Start of LISTED RECORDS
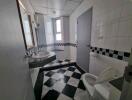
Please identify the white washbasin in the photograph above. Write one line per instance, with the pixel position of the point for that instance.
(41, 55)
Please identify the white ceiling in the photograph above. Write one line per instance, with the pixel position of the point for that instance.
(55, 8)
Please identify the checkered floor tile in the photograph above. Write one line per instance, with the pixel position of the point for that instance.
(63, 84)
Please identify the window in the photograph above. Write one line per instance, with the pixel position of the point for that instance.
(58, 30)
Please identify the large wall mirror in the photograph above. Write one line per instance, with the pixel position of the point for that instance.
(26, 26)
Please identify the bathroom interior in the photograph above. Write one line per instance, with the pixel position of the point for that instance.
(66, 49)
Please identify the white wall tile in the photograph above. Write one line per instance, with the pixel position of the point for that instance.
(112, 19)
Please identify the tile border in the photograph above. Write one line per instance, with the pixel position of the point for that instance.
(120, 55)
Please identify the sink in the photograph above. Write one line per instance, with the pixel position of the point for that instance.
(40, 55)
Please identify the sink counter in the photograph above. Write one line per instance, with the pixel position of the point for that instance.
(33, 63)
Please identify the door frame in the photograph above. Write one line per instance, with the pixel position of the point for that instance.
(90, 37)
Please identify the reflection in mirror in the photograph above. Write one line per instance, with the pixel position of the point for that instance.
(27, 26)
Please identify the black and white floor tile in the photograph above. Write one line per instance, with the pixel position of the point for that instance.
(63, 84)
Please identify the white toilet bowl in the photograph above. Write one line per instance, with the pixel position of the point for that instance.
(98, 87)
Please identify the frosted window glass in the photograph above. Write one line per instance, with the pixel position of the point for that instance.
(58, 37)
(58, 25)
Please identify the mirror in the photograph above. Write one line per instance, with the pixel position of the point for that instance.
(26, 26)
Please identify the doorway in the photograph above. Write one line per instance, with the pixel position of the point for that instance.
(84, 25)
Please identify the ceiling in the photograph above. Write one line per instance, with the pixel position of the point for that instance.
(55, 8)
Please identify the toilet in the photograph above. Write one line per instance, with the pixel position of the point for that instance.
(98, 88)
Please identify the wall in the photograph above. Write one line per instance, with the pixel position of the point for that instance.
(49, 32)
(30, 11)
(111, 29)
(15, 80)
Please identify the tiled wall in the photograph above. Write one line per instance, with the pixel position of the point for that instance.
(111, 29)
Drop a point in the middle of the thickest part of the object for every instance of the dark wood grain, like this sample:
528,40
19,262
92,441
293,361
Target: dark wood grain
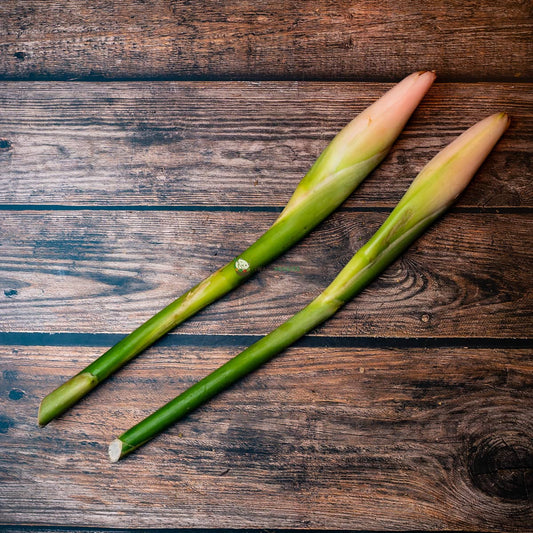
227,144
320,39
351,438
108,271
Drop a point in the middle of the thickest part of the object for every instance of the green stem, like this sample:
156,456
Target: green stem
425,201
349,158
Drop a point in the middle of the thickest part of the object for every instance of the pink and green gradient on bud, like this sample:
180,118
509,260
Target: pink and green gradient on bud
361,145
352,155
430,194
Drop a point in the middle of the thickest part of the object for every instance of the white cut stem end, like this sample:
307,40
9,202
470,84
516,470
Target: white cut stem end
115,450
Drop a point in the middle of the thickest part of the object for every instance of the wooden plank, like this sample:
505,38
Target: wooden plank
228,144
321,39
351,438
108,271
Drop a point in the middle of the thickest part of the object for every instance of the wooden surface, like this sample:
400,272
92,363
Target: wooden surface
411,409
242,39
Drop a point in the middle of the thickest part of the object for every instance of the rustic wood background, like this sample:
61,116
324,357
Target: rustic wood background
144,144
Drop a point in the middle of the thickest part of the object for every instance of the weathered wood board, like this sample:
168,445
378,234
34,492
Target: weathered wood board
235,144
359,438
109,271
410,409
238,39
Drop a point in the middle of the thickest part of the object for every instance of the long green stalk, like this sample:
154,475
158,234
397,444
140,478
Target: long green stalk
429,196
343,165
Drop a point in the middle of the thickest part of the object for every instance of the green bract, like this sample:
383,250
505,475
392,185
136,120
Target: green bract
430,194
351,156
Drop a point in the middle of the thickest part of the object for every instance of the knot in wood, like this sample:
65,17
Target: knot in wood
502,466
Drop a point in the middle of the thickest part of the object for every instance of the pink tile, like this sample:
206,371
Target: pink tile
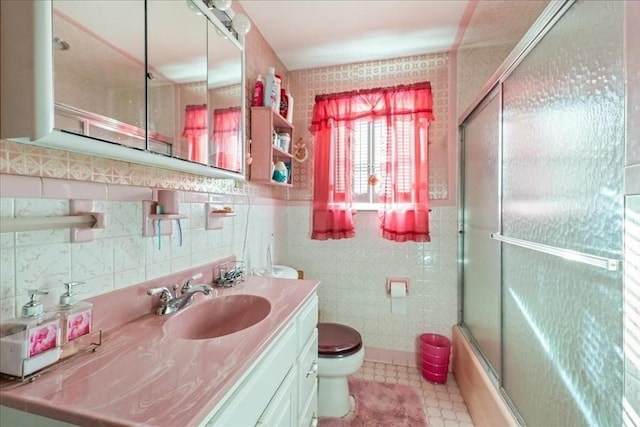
End of LISTED RECORDS
» **WHAT THE TASK ASKS**: Rewrite the material starting at the line containing "of the long" and ending at the end of the material, with "thickest" changed to "widest" and everything else left the same. Leave the pictures out.

» **TASK SOLUTION**:
Drop a point in the middle of the widest part of the object for every instance of the long green stalk, like this sample:
154,475
158,234
397,444
140,478
Target: long green stalk
429,196
343,165
Drop a point in the middle of the widest part of the object for every instance of the green bract, like this sample:
383,250
505,475
392,185
136,120
Target: green bract
430,194
351,156
Drop a point in the middle of the widest part of the object for every instance of the knot in wood, like this sample:
65,17
Target: knot in wood
502,466
Drop a point in the middle of the widest part of the object for every instance of the pink tile, like this sample:
206,371
Target: pink tile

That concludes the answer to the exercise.